# START OF RECORDS SUPPLIED

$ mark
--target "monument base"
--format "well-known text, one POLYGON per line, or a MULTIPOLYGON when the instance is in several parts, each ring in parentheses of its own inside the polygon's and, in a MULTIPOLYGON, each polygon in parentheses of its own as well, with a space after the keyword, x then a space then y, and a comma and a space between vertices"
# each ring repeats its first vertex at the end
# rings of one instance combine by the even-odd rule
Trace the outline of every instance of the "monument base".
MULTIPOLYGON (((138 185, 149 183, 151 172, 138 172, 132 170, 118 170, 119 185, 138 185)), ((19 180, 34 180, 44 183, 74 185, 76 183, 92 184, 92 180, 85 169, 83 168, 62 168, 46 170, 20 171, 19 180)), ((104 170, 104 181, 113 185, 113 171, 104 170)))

# END OF RECORDS SUPPLIED

▶ WHAT THE TASK REQUIRES:
Could you give every entry above as a two-column CSV with the header input,output and one row per entry? Put the entry's text under input and its answer under output, each in a single quoted field with line breaks turned into spaces.

▶ REPLY:
input,output
"$ mark --target ""monument base"" --format ""well-known text, one POLYGON per line, or a MULTIPOLYGON when the instance is in several parts, each ring in parentheses of its own inside the polygon's and, in a MULTIPOLYGON, each polygon in parentheses of its own as well, with a space after the keyword, x then a space then y, and a comma and a space between vertices"" # each ring repeats its first vertex at the end # rings of one instance combine by the even-odd rule Trace the outline of every instance of the ""monument base"".","MULTIPOLYGON (((138 185, 149 183, 151 172, 138 172, 132 170, 118 170, 119 185, 138 185)), ((19 180, 34 180, 44 183, 74 185, 76 183, 92 184, 92 180, 85 169, 83 168, 62 168, 46 170, 20 171, 19 180)), ((104 170, 104 181, 113 185, 113 171, 104 170)))"